*Trecho citado:*
####
Outras, ao contrário, decidiam viver como se não houvesse amanhã. Rodolfo lembra bem dos amigos que moravam em Nova York e que, ao serem diagnosticados, resolveram pirar.
- Neguinho saiu gastando, viajando o mundo todo, comprando tudo novo. Ia morrer mesmo... Só que aí veio o coquetel. E ficou um monte de gente viva na cadeia ou respondendo a processo - solta uma risada.
Rodolfo diz que não sabe como contraiu o vírus e conta que nunca chegou a desenvolver a doença. Foi monitorando seus exames, depois começou a tomar os remédios e manteve-se bem. Ainda não havia comprimidos em postos de saúde, e ele ia à Barra da Tijuca comprar as pílulas de uma mulher que as trazia dos Estados Unidos. Ia com uma amiga, parava o carro, ela corria até o apartamento da atravessadora e voltava com o remédio malocado debaixo do braço. Era uma cena surreal.
####
*Extratos de dados:*
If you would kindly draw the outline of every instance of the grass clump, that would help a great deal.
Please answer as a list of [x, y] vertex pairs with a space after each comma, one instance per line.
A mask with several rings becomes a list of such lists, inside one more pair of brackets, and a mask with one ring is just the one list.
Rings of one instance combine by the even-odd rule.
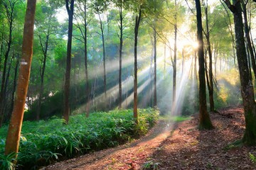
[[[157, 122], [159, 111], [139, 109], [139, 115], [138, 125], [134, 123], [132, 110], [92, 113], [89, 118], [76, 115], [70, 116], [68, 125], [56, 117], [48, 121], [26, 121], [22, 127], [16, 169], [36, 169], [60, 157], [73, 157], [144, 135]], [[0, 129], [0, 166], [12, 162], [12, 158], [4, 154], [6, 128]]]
####
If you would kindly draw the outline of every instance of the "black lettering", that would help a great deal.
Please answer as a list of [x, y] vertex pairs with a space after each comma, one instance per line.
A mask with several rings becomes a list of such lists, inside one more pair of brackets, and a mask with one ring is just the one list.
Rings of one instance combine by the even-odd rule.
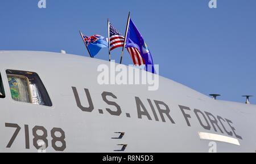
####
*Enunciado da tarefa:* Reproduza integralmente o trecho citado, sem alterar nenhuma palavra nem a pontuação. Os dados apresentados não têm relação com o trecho citado.

*Resposta do exercício:*
Outras, ao contrário, decidiam viver como se não houvesse amanhã. Rodolfo lembra bem dos amigos que moravam em Nova York e que, ao serem diagnosticados, resolveram pirar.
- Neguinho saiu gastando, viajando o mundo todo, comprando tudo novo. Ia morrer mesmo... Só que aí veio o coquetel. E ficou um monte de gente viva na cadeia ou respondendo a processo - solta uma risada.
Rodolfo diz que não sabe como contraiu o vírus e conta que nunca chegou a desenvolver a doença. Foi monitorando seus exames, depois começou a tomar os remédios e manteve-se bem. Ainda não havia comprimidos em postos de saúde, e ele ia à Barra da Tijuca comprar as pílulas de uma mulher que as trazia dos Estados Unidos. Ia com uma amiga, parava o carro, ela corria até o apartamento da atravessadora e voltava com o remédio malocado debaixo do braço. Era uma cena surreal.